» **ZIEL DER ÜBUNG**:
Schreibe den Textauszug über Bayers Geschäftszahlen im dritten Quartal weiter, beginnend nach seinem letzten Satz.

» **AUSZUG ZUM LESEN**:
Monsanto war nicht nur wegen der Klagen eine Enttäuschung, sondern lange auch wegen der operativen Schwächen. Immerhin das ändert sich nun: Im dritten Quartal konnte die Sparte Crop Science ein kräftiges Umsatzplus um 26 Prozent erzielen, vor allem das Maisssaat-Geschäft lief gut. Auch der Gewinn verbesserte sich deutlich auf 471 Millionen Euro. Vor einem Jahr hatte es noch einen Verlust gegeben.

Insgesamt konnte Bayer sein Ergebnis im dritten Quartal überraschend deutlich steigern: Der Gewinn (Ebitda) erhöhte sich um mehr als 16 Prozent auf 2,1 Milliarden Euro. Das war mehr, als Analysten erwartet hatten. So liefen die Geschäfte mit den Medikamenten Xarelto (Schlaganfall) und Eylea (Augen) gut, auch das Geschäft mit dem Krebsmedikament Nubeqa wuchs deutlich. Bei Xarelto konnte Bayer eine Verlängerung des Patentes erreichen: „Das Europäische Patentamt hat eine erstinstanzliche Entscheidung aufgehoben und unser Patent für die am breitesten genutzte, einmal tägliche Verabreichung von Xarelto bis Mitte Januar 2026 aufrechterhalten – und damit fast zwei Jahre länger als bisher angenommen“, sagte Baumann.

» **DATEN ZUR PRÜFUNG**:
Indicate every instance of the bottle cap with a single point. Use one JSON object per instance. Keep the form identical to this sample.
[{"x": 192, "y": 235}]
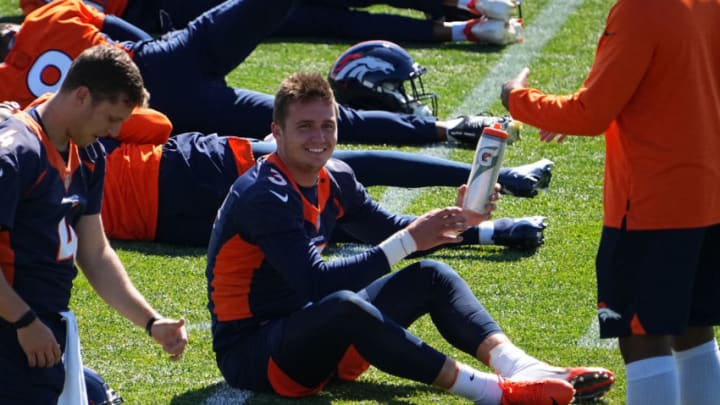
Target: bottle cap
[{"x": 495, "y": 131}]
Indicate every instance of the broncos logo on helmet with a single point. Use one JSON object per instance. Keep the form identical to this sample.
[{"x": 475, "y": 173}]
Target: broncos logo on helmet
[
  {"x": 381, "y": 75},
  {"x": 357, "y": 66}
]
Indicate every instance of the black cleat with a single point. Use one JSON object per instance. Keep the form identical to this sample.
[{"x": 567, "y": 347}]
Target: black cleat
[
  {"x": 519, "y": 233},
  {"x": 470, "y": 127},
  {"x": 526, "y": 180}
]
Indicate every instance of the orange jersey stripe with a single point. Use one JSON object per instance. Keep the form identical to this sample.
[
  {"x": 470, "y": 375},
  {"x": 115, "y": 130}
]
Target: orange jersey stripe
[
  {"x": 7, "y": 257},
  {"x": 50, "y": 38},
  {"x": 130, "y": 202},
  {"x": 352, "y": 365},
  {"x": 655, "y": 92},
  {"x": 242, "y": 152},
  {"x": 114, "y": 7},
  {"x": 284, "y": 385}
]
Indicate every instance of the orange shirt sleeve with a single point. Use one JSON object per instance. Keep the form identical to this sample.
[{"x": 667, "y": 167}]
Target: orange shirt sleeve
[
  {"x": 114, "y": 7},
  {"x": 624, "y": 52}
]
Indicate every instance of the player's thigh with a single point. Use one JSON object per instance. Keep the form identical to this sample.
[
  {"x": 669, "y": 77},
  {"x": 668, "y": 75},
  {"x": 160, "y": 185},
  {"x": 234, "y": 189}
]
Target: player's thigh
[
  {"x": 705, "y": 306},
  {"x": 646, "y": 280},
  {"x": 21, "y": 384}
]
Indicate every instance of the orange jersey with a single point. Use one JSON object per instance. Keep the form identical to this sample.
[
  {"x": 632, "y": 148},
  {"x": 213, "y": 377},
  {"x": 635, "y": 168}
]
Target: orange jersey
[
  {"x": 114, "y": 7},
  {"x": 48, "y": 41},
  {"x": 654, "y": 89},
  {"x": 130, "y": 201},
  {"x": 129, "y": 209}
]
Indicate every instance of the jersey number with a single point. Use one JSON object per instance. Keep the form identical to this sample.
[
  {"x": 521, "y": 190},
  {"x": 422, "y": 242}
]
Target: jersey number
[
  {"x": 68, "y": 241},
  {"x": 48, "y": 72}
]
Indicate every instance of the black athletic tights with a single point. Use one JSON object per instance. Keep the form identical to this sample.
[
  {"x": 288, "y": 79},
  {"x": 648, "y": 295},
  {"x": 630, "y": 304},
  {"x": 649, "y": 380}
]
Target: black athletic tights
[{"x": 374, "y": 321}]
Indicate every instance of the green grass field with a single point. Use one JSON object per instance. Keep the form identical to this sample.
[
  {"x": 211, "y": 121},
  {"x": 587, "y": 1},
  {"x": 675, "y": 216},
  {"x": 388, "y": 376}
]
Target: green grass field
[{"x": 544, "y": 300}]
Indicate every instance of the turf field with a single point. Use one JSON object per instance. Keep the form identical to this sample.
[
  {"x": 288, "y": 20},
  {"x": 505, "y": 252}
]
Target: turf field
[{"x": 545, "y": 300}]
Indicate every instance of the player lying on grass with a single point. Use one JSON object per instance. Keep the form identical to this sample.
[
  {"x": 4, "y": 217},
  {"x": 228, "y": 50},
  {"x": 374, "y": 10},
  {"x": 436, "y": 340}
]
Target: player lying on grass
[
  {"x": 286, "y": 321},
  {"x": 185, "y": 71},
  {"x": 169, "y": 189},
  {"x": 487, "y": 21}
]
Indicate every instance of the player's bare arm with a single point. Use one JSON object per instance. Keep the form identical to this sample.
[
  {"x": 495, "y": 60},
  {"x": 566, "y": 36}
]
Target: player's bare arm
[
  {"x": 108, "y": 277},
  {"x": 36, "y": 339}
]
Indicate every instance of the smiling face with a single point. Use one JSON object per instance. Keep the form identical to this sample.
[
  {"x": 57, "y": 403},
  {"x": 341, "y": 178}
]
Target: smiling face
[
  {"x": 307, "y": 138},
  {"x": 7, "y": 34},
  {"x": 97, "y": 120}
]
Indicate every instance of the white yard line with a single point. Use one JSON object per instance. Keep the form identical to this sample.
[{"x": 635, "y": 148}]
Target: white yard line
[{"x": 485, "y": 93}]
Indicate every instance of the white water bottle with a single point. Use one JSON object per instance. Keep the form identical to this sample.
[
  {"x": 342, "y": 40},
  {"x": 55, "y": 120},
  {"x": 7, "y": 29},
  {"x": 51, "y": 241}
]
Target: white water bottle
[{"x": 485, "y": 169}]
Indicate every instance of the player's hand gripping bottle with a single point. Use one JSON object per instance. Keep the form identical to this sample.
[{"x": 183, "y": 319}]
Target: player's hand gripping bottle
[{"x": 485, "y": 168}]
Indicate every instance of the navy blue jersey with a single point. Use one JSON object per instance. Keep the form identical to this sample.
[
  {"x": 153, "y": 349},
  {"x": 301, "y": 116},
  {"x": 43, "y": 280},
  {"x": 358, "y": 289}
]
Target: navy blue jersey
[
  {"x": 44, "y": 194},
  {"x": 264, "y": 256}
]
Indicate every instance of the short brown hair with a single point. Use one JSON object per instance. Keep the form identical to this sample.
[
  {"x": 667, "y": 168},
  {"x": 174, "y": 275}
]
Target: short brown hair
[
  {"x": 109, "y": 74},
  {"x": 301, "y": 87}
]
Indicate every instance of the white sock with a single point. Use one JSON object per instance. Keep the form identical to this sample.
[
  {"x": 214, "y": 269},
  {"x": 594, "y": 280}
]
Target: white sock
[
  {"x": 457, "y": 28},
  {"x": 487, "y": 230},
  {"x": 699, "y": 373},
  {"x": 463, "y": 4},
  {"x": 481, "y": 388},
  {"x": 652, "y": 381},
  {"x": 508, "y": 359}
]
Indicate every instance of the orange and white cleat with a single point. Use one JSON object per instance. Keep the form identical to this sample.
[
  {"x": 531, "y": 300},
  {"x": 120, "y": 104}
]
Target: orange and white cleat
[
  {"x": 549, "y": 391},
  {"x": 590, "y": 383}
]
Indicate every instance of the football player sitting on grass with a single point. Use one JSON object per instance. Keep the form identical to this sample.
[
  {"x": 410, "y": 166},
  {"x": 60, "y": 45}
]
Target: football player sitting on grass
[{"x": 168, "y": 189}]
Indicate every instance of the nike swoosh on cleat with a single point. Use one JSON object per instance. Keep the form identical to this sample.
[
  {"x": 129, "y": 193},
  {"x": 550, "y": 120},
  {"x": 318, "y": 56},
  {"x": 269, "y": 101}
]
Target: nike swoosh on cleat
[{"x": 282, "y": 197}]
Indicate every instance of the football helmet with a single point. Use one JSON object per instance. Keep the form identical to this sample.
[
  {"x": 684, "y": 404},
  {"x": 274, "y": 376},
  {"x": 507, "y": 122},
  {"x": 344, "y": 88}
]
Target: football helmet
[
  {"x": 99, "y": 393},
  {"x": 381, "y": 75}
]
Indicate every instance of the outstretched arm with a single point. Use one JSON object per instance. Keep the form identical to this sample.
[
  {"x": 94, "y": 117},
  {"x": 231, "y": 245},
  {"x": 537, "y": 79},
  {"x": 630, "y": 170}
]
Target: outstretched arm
[{"x": 106, "y": 274}]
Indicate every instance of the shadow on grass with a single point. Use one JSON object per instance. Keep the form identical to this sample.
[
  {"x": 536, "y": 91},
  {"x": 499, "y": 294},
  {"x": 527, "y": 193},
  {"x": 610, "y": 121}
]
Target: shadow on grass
[
  {"x": 159, "y": 249},
  {"x": 487, "y": 253},
  {"x": 335, "y": 391}
]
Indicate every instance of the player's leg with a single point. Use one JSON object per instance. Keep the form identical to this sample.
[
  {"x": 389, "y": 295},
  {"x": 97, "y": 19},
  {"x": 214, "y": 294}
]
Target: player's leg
[
  {"x": 403, "y": 169},
  {"x": 322, "y": 333},
  {"x": 696, "y": 352},
  {"x": 225, "y": 35},
  {"x": 645, "y": 287},
  {"x": 22, "y": 384}
]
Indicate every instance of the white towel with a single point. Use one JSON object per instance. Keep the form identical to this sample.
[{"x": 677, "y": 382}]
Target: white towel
[{"x": 74, "y": 392}]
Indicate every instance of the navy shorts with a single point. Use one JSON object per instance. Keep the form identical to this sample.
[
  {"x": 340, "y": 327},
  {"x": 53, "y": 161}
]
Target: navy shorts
[
  {"x": 21, "y": 384},
  {"x": 658, "y": 282}
]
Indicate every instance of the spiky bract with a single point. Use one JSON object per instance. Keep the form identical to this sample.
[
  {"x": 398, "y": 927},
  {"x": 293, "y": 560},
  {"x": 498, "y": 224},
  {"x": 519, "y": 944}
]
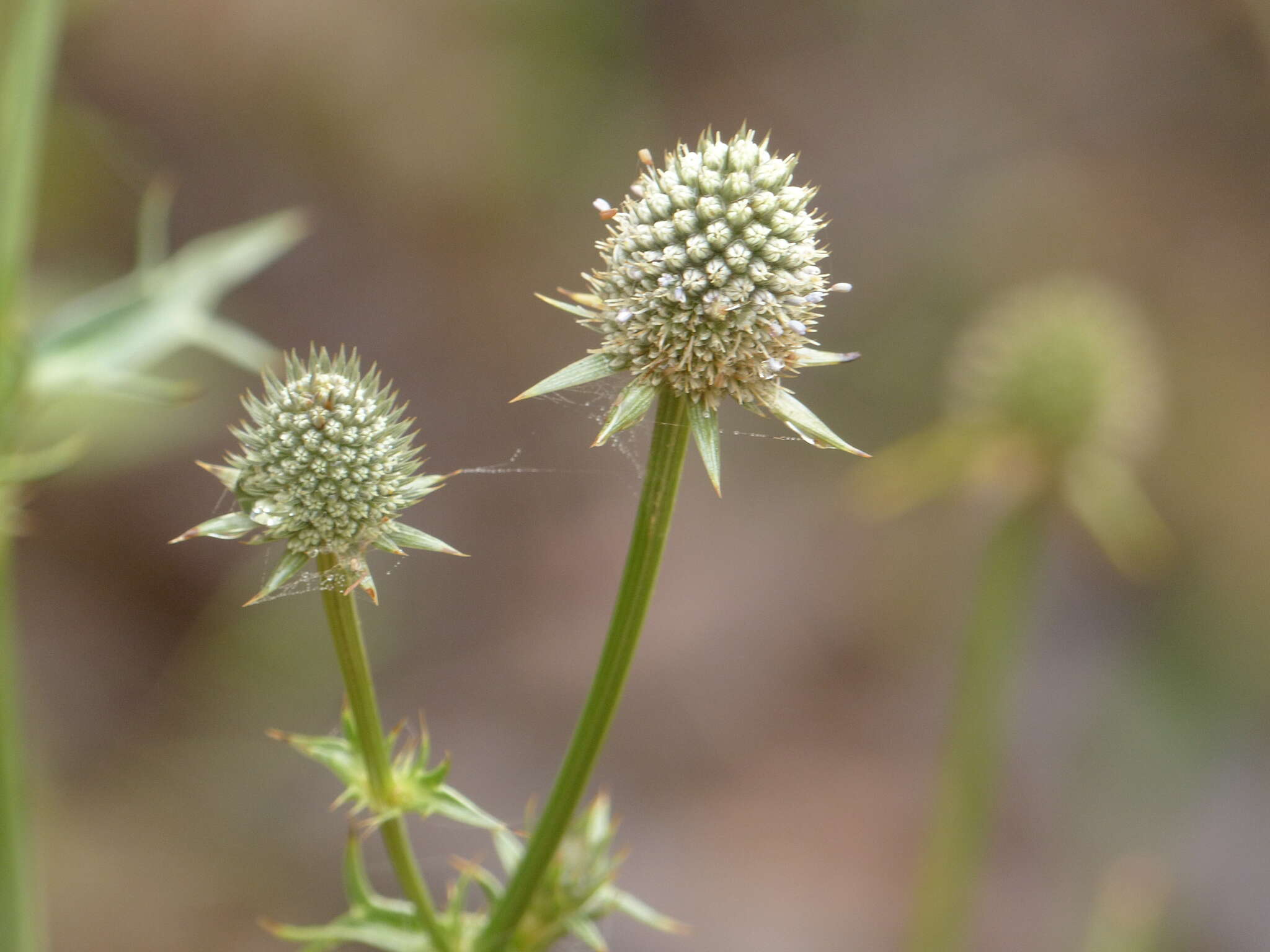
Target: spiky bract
[
  {"x": 326, "y": 464},
  {"x": 710, "y": 287}
]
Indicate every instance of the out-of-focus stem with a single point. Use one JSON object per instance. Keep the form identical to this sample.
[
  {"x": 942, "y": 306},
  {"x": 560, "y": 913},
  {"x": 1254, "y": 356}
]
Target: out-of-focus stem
[
  {"x": 346, "y": 628},
  {"x": 29, "y": 50},
  {"x": 972, "y": 754},
  {"x": 643, "y": 559}
]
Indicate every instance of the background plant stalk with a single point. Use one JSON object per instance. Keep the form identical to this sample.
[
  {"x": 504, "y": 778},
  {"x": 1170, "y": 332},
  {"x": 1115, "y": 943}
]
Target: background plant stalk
[
  {"x": 639, "y": 578},
  {"x": 27, "y": 56},
  {"x": 968, "y": 778},
  {"x": 346, "y": 628}
]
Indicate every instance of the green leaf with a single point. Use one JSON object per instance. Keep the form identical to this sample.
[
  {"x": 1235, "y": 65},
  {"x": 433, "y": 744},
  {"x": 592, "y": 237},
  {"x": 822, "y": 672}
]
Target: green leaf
[
  {"x": 916, "y": 470},
  {"x": 510, "y": 850},
  {"x": 588, "y": 932},
  {"x": 228, "y": 475},
  {"x": 411, "y": 537},
  {"x": 814, "y": 357},
  {"x": 450, "y": 803},
  {"x": 590, "y": 368},
  {"x": 585, "y": 312},
  {"x": 1108, "y": 499},
  {"x": 38, "y": 464},
  {"x": 643, "y": 913},
  {"x": 705, "y": 432},
  {"x": 230, "y": 526},
  {"x": 629, "y": 409},
  {"x": 109, "y": 338},
  {"x": 337, "y": 754},
  {"x": 803, "y": 421},
  {"x": 367, "y": 930},
  {"x": 287, "y": 568}
]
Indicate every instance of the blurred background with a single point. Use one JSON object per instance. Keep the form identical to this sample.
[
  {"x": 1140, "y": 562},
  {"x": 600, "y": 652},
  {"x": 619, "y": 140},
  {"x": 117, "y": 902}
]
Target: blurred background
[{"x": 776, "y": 753}]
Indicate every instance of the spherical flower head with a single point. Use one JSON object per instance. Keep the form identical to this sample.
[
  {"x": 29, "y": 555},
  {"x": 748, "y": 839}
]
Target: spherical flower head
[
  {"x": 710, "y": 287},
  {"x": 326, "y": 464},
  {"x": 1053, "y": 397},
  {"x": 1066, "y": 363},
  {"x": 710, "y": 280}
]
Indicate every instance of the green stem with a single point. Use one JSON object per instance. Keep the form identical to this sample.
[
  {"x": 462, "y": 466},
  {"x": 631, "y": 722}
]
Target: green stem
[
  {"x": 346, "y": 628},
  {"x": 644, "y": 557},
  {"x": 29, "y": 55},
  {"x": 963, "y": 813}
]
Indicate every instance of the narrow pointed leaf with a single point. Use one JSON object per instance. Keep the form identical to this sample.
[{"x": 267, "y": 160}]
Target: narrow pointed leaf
[
  {"x": 814, "y": 357},
  {"x": 381, "y": 936},
  {"x": 337, "y": 754},
  {"x": 153, "y": 221},
  {"x": 357, "y": 884},
  {"x": 411, "y": 537},
  {"x": 228, "y": 475},
  {"x": 590, "y": 368},
  {"x": 705, "y": 432},
  {"x": 629, "y": 409},
  {"x": 38, "y": 464},
  {"x": 230, "y": 526},
  {"x": 643, "y": 913},
  {"x": 806, "y": 423},
  {"x": 234, "y": 345},
  {"x": 510, "y": 850},
  {"x": 587, "y": 932},
  {"x": 913, "y": 471},
  {"x": 572, "y": 309},
  {"x": 141, "y": 386},
  {"x": 453, "y": 804},
  {"x": 1114, "y": 509},
  {"x": 585, "y": 299},
  {"x": 282, "y": 573}
]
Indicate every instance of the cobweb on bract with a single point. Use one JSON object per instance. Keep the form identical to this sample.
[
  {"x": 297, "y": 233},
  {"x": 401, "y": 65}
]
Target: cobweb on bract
[{"x": 593, "y": 400}]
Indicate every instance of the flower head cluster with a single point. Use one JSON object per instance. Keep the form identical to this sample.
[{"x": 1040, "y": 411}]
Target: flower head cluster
[
  {"x": 326, "y": 465},
  {"x": 710, "y": 287}
]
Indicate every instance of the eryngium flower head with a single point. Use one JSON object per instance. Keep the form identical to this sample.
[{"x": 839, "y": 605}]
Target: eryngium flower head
[
  {"x": 1054, "y": 395},
  {"x": 710, "y": 287},
  {"x": 326, "y": 465}
]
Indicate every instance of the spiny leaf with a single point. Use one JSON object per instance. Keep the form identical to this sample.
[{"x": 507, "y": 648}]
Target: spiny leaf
[
  {"x": 705, "y": 432},
  {"x": 287, "y": 568},
  {"x": 230, "y": 526},
  {"x": 590, "y": 368},
  {"x": 411, "y": 537},
  {"x": 814, "y": 357},
  {"x": 803, "y": 421},
  {"x": 629, "y": 409}
]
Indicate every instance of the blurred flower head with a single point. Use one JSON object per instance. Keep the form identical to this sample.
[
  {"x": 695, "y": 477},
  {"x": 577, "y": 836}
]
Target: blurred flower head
[
  {"x": 1066, "y": 364},
  {"x": 326, "y": 465},
  {"x": 1054, "y": 392}
]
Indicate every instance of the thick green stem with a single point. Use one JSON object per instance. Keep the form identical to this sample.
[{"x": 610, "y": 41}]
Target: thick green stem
[
  {"x": 346, "y": 628},
  {"x": 968, "y": 781},
  {"x": 27, "y": 52},
  {"x": 644, "y": 557}
]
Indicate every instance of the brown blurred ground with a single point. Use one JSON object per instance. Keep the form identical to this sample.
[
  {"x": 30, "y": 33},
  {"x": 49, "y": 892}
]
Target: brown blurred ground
[{"x": 774, "y": 758}]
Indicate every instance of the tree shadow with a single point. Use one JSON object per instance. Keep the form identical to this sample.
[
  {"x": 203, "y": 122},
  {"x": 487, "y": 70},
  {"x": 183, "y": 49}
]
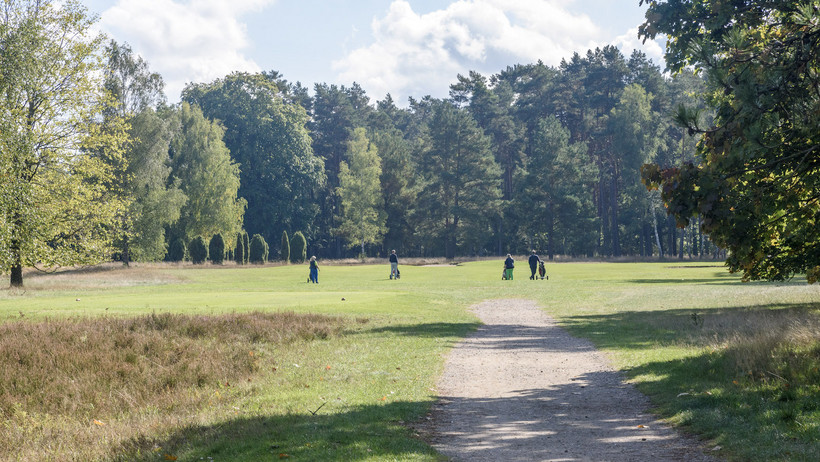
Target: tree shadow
[
  {"x": 630, "y": 330},
  {"x": 373, "y": 432},
  {"x": 717, "y": 278},
  {"x": 454, "y": 330},
  {"x": 592, "y": 418}
]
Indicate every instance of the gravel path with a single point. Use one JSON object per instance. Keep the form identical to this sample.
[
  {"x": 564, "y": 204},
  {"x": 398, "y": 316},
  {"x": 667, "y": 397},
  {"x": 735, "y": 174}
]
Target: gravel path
[{"x": 523, "y": 389}]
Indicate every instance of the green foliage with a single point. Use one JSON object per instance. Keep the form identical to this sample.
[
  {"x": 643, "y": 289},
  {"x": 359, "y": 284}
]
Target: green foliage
[
  {"x": 265, "y": 131},
  {"x": 755, "y": 187},
  {"x": 551, "y": 200},
  {"x": 298, "y": 248},
  {"x": 284, "y": 249},
  {"x": 363, "y": 218},
  {"x": 177, "y": 251},
  {"x": 208, "y": 177},
  {"x": 258, "y": 250},
  {"x": 143, "y": 178},
  {"x": 216, "y": 249},
  {"x": 198, "y": 250},
  {"x": 461, "y": 191},
  {"x": 55, "y": 158},
  {"x": 239, "y": 251}
]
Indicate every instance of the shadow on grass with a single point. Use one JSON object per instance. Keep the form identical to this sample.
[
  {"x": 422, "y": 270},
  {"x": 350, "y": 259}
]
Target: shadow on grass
[
  {"x": 723, "y": 278},
  {"x": 760, "y": 418},
  {"x": 770, "y": 415},
  {"x": 430, "y": 330},
  {"x": 684, "y": 327},
  {"x": 373, "y": 432}
]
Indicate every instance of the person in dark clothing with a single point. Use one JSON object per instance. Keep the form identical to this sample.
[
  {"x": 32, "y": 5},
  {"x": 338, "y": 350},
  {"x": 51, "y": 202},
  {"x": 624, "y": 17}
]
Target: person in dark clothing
[
  {"x": 509, "y": 264},
  {"x": 533, "y": 261},
  {"x": 394, "y": 265},
  {"x": 314, "y": 270}
]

» **LÖSUNG DER AUFGABE**:
Bayer aktualisierte seinen Ausblick für das Jahr 2021: Bereinigt um Währungseffekte erwartet man einen Umsatz von 44 Milliarden Euro. Dies entspricht nun einem Anstieg von sieben Prozent. Die Anleger freute das, die Aktie legte um drei Prozent auf gut 51 Euro zu. Ihr Höchstwert lag mal bei 140 Euro.

Doch die Glyphosat-Klagewelle lässt den Konzern nicht los: Der freie Cash Flow bleibt negativ. Er soll sich jetzt auf minus 0,5 bis minus 1,5 Milliarden Euro belaufen, bisher hatte Bayer mit bis zu minus drei Milliarden Euro gerechnet. „Es ist damit zu rechnen, dass sich ein Teil der Vergleichszahlungen für den Rechtskomplex Glyphosat in das Jahr 2022 verschieben wird“, erklärte der Konzern. Auch die Schuldenlast bleibt hoch: Bayer rechnet jetzt bis zum Jahresende mit einer Nettofinanzverschuldung von 35,5 Milliarden Euro.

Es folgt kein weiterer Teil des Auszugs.